EXERCISE OBJECTIVE.
Quote all of the data exactly as given. Skip every picture it contains.

— begin EXERCISE MATERIALS —

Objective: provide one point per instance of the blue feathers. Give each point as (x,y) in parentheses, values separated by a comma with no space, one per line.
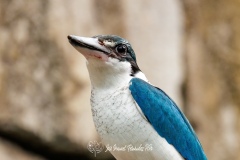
(167,119)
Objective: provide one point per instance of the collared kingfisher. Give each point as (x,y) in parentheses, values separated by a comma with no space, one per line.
(128,111)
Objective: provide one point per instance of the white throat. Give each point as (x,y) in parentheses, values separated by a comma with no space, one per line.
(111,74)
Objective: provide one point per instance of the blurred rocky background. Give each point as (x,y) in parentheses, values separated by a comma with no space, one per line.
(188,48)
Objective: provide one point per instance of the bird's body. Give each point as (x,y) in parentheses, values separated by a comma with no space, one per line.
(116,113)
(128,112)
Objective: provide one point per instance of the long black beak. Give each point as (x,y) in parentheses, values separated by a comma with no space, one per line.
(89,43)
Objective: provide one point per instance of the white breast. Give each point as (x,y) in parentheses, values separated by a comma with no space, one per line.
(119,122)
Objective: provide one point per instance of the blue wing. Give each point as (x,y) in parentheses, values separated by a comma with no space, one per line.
(167,119)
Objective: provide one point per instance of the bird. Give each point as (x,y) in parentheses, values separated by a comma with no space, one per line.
(130,114)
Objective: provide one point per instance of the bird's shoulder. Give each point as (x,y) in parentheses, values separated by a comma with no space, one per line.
(166,118)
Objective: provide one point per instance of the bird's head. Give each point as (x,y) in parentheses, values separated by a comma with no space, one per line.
(109,57)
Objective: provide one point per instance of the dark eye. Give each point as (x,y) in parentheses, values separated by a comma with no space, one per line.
(122,49)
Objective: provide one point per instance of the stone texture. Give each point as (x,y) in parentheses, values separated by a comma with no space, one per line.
(213,65)
(44,84)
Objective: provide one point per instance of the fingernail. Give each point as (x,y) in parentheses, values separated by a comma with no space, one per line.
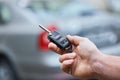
(68,61)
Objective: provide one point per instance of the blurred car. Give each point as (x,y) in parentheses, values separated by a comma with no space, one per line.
(20,55)
(23,56)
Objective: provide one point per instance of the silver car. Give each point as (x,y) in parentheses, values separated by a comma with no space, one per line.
(22,56)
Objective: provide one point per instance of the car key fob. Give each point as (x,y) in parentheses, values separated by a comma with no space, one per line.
(61,41)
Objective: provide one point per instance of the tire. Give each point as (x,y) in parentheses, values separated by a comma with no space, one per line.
(6,71)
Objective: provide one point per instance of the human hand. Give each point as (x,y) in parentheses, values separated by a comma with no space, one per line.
(82,58)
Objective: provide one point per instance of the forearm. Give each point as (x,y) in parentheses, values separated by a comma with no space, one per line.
(107,67)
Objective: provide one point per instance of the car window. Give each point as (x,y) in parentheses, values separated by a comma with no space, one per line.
(4,13)
(61,9)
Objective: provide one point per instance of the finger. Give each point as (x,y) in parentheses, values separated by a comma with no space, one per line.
(54,48)
(74,39)
(67,56)
(67,65)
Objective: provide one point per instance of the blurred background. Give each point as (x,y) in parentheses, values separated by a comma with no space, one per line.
(23,45)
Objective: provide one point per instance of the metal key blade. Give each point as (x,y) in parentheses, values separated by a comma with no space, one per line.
(45,29)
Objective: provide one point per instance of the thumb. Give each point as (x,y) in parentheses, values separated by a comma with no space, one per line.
(74,39)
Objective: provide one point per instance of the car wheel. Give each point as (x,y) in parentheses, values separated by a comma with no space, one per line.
(6,71)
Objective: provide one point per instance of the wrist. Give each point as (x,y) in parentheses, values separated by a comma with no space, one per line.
(96,64)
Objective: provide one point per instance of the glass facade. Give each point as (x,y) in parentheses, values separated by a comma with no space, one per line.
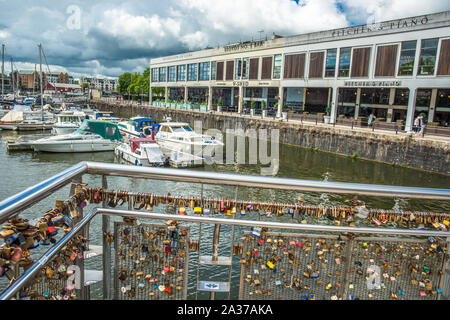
(330,65)
(375,96)
(427,60)
(401,97)
(277,66)
(407,55)
(172,74)
(213,70)
(162,74)
(204,71)
(237,69)
(344,62)
(245,68)
(155,76)
(192,72)
(181,72)
(423,98)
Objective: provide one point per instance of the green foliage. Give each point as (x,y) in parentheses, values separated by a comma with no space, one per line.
(135,83)
(124,82)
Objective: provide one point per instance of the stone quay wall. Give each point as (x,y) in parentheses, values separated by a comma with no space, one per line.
(430,154)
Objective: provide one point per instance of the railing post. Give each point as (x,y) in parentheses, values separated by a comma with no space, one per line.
(84,292)
(215,253)
(106,248)
(445,278)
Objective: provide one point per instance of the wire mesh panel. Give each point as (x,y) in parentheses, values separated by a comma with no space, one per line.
(393,268)
(60,278)
(283,266)
(151,262)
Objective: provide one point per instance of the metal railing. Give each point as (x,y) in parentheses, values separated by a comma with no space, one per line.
(17,203)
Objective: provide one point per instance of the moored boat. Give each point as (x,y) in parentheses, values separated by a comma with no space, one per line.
(179,137)
(137,127)
(92,136)
(141,152)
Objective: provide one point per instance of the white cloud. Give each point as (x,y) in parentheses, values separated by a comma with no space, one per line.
(118,36)
(382,10)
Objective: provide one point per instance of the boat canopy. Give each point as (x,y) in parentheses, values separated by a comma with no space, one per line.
(13,116)
(139,123)
(105,129)
(136,142)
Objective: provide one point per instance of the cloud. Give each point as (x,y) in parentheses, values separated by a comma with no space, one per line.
(116,36)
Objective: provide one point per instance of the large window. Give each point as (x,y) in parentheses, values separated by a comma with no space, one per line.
(238,69)
(423,98)
(192,72)
(407,55)
(155,77)
(330,66)
(401,97)
(375,96)
(213,70)
(172,73)
(245,68)
(344,62)
(162,74)
(181,73)
(204,71)
(427,57)
(277,66)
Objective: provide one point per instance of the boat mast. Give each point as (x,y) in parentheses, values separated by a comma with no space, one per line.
(34,78)
(3,70)
(40,80)
(12,80)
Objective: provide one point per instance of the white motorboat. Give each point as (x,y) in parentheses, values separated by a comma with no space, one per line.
(68,122)
(179,137)
(27,121)
(141,152)
(104,116)
(137,127)
(92,136)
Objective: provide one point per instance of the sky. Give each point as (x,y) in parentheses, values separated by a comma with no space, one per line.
(108,38)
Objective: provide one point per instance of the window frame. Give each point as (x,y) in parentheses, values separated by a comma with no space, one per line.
(335,63)
(279,67)
(201,72)
(349,63)
(189,73)
(169,78)
(435,58)
(400,57)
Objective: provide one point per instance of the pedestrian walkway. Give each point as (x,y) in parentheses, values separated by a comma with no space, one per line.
(308,122)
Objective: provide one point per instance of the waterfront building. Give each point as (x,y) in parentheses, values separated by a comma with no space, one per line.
(62,87)
(102,84)
(394,69)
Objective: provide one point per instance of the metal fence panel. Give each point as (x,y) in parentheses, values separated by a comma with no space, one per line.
(151,262)
(291,266)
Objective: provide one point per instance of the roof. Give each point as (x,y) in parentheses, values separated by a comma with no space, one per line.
(105,129)
(65,85)
(174,124)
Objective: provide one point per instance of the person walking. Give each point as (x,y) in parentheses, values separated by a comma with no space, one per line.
(371,119)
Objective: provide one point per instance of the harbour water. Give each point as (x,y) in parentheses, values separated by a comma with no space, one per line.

— end EXERCISE MATERIALS —

TASK RESPONSE.
Objective: provide one point per instance of the blue feathers. Give each point as (x,y) in parentheses, values separated by a comma with no space, one per line.
(167,119)
Objective: provide one point per instance of the collared kingfisher. Give each point as (x,y) in parentheses, values separated by a comma with no space, one per line.
(128,111)
Objective: provide one point per instance of the white throat. Give each point as (x,y) in parentheses, values separated by a comma with no space, one per line.
(111,74)
Objective: provide one point per instance of the blurred rocky background. Give each point as (x,y) in parentheses, values separated by a comma with no space, one per line.
(188,48)
Objective: provide one point per instance of the bird's body. Give each point as (x,y) in parentheses, values separated by a comma with no space, one per line.
(116,113)
(128,112)
Objective: provide one point per instance of the long black beak. Give each point as (x,y) in parentheses, values separated by a comma with no space, one per line.
(89,43)
Objective: provide one point per instance of the white breast. Give each point as (x,y) in parentheses, values separated by a comma with no space, one per line.
(119,122)
Objective: provide one point per instance of the blue wing. Give each point as (x,y) in parentheses, values separated by a comma with no space, one per line.
(167,119)
Objective: provide one point per instance of the bird. Give each point as (x,y) in parentheses, values separated by a comma with no space, one per line.
(130,114)
Objective: provide one point per instance of the bird's shoulder. Give each point as (x,y) in parentheses, values separated by a comma with no space, one per line.
(166,118)
Objective: provide one point per instance of the bird's head. Give each point as (x,y) in parentheses, values separated by a comma with no space, one per line.
(109,57)
Objective: provide one point per instance of the dark eye. Give each point as (x,y) in parentheses, values separated by a comma with no space, one per line.
(122,49)
Objective: provide one point per instance of the stone texture. Give each point as (x,y) in parentheses, values separated by a comma with no space, one per line.
(213,65)
(44,84)
Objective: provide one point per instance of the fingernail. Give each point as (x,y) in parentheses, values separated by a comma with no space, one per line.
(68,61)
Objective: provide one point per instance of the blurred car. Give each point as (x,y) in parentheses, values separated by a comma with no space, one per line.
(20,55)
(23,56)
Objective: provide one point per instance of the silver car. Give each point as (x,y) in parentheses, values separated by a comma with no space, one per line.
(22,56)
Objective: provide one point per instance of the car key fob. Give each point as (x,y) in parentheses, values separated by a comma with no space, one per line.
(61,41)
Objective: provide one point per instance of the tire. Give each point as (x,y) in parentheses, values separated by a comma with no space, one per line.
(6,71)
Objective: provide one point per instance of the human hand. Give each point as (x,y) in parentheses, values separated by a comma with no space, one per line.
(82,58)
Objective: provide one point per instance of the forearm. Give each point as (x,y) in parentheses, values separated by a comma with no space, one per line.
(107,67)
Objective: provide one point per instance of the car window. Give each point as (x,y) in parentheses, values separated by a comma with no space, one per line.
(4,13)
(61,9)
Objective: provide one point per instance of the finger. Give each point as (x,y) in parentheses, values separated by a comma with no space, one per line.
(54,48)
(74,39)
(67,56)
(67,65)
Objective: provide one point per instance of the blurred background. Give each point as (x,y) in parentheses, values separated by a comma with no space, one per line.
(23,45)
Objective: provide one point per instance of the metal key blade. Give each point as (x,y) in parentheses, values separated by a comma with no space, one per line.
(45,29)
Objective: provide one point per instance of the thumb. Give each point as (x,y) in parentheses, values separated by a comma with no space, one per line.
(74,39)
Objective: provide one point per instance of the car wheel. Give each point as (x,y) in parentheses, values separated by a comma with no space, one per line.
(6,71)
Objective: provide one point per instance of the wrist. Give each point as (x,y) in parentheses, values separated by a comma with no space, one per line.
(96,64)
Objective: provide one point per instance of the glass facade. Give each point as (x,y) in parentheses, values separated by a comma with no space, one per line.
(330,65)
(375,96)
(427,60)
(401,97)
(277,66)
(407,55)
(172,74)
(213,70)
(162,74)
(204,71)
(237,69)
(344,62)
(245,68)
(155,76)
(192,72)
(181,72)
(423,98)
Objective: provide one point per instance of the green foliage. Give each point as (x,y) in parentheses, values separated by a comma with no space, one per line.
(135,83)
(124,82)
Objective: provide one point per instance of the stone quay wall. Give each point as (x,y) in parentheses, values separated by a comma with no space, one per line.
(430,154)
Objective: provide one point per instance of the railing post. Give each point as (x,y) in parentheses, values separated by a comma with no space, one per line.
(84,292)
(215,253)
(106,248)
(445,278)
Objective: provide one point per instance of the wire mesh panel. Give each point as (x,y) in parentheses, values separated by a comma with no space, one per line.
(393,268)
(60,278)
(283,266)
(151,262)
Objective: provide one point per instance of the metal railing. Give each point as (x,y) in parentheses, values separated by a comma with no space, one per line.
(17,203)
Objective: provide one point per instance of the moored boat. Give each point as (x,y) in parentheses, values separated by a comma with no space, one per line.
(179,137)
(137,127)
(92,136)
(141,152)
Objective: provide one point per instance of the white cloud. Give each point as (x,y) in parentheses, values separated by a comma with no space, one per line.
(118,36)
(382,10)
Objective: provide one point per instance of the boat canopy. Give each point as (x,y) in parentheses, values separated by a comma with no space, one per line.
(13,116)
(139,123)
(105,129)
(136,142)
Objective: provide one point per instance of the cloud. Give each point as (x,y) in parentheses, values separated by a comma with no space, one per line.
(116,36)
Objective: provide one point per instance of the large window. Give each point as (x,y) in parentheses, values separated by a comma with no space, one per line.
(238,69)
(423,98)
(192,72)
(407,55)
(155,77)
(330,66)
(401,97)
(375,96)
(213,70)
(172,73)
(245,68)
(344,62)
(162,74)
(181,73)
(204,71)
(427,57)
(277,66)
Objective: provide one point per instance of the boat mast. Give each point as (x,y) in parentheses, values separated by a comma with no space, one per line.
(34,78)
(3,70)
(40,80)
(12,80)
Objective: provide one point per instance of the white motorboat. Give each point as (x,y) in parentheses, values separated by a comma with no space, one per line.
(68,122)
(179,137)
(27,121)
(141,152)
(104,116)
(137,127)
(92,136)
Objective: provide one point per instance of the sky. Give each point as (x,y) in parentheses, values separated by a comma with no space, one per line.
(108,38)
Objective: provide one point per instance of the window frame. Give each point as (x,y) in parentheses, values separated by a comma with no space, one per line.
(335,63)
(279,67)
(201,72)
(349,63)
(189,73)
(169,78)
(435,58)
(400,57)
Objective: provide one point per instance of the pedestrian walkway. Give each point as (x,y) in parentheses, values separated by a comma with no space, one per line.
(308,122)
Objective: provide one point per instance of the waterfront building. Give each point as (x,y) in parentheses, values separated by a comma with no space, one per line.
(62,87)
(102,84)
(394,69)
Objective: provide one point per instance of the metal fence panel. Give each point as (x,y) in parentheses, values separated by a comma with no space, one per line.
(151,262)
(291,266)
Objective: provide one point per instance of the roof. Give each point as (x,y) in parentheses, values separated by a comma with no space, one per line.
(105,129)
(65,85)
(174,124)
Objective: provide one point per instance of the person walking. Give each point as (x,y) in parentheses, values separated by a comma with no space, one per line.
(371,119)
Objective: provide one point per instance of the harbour water. Give each point as (x,y) in parentheses, values separated by a comma with no space, one per line.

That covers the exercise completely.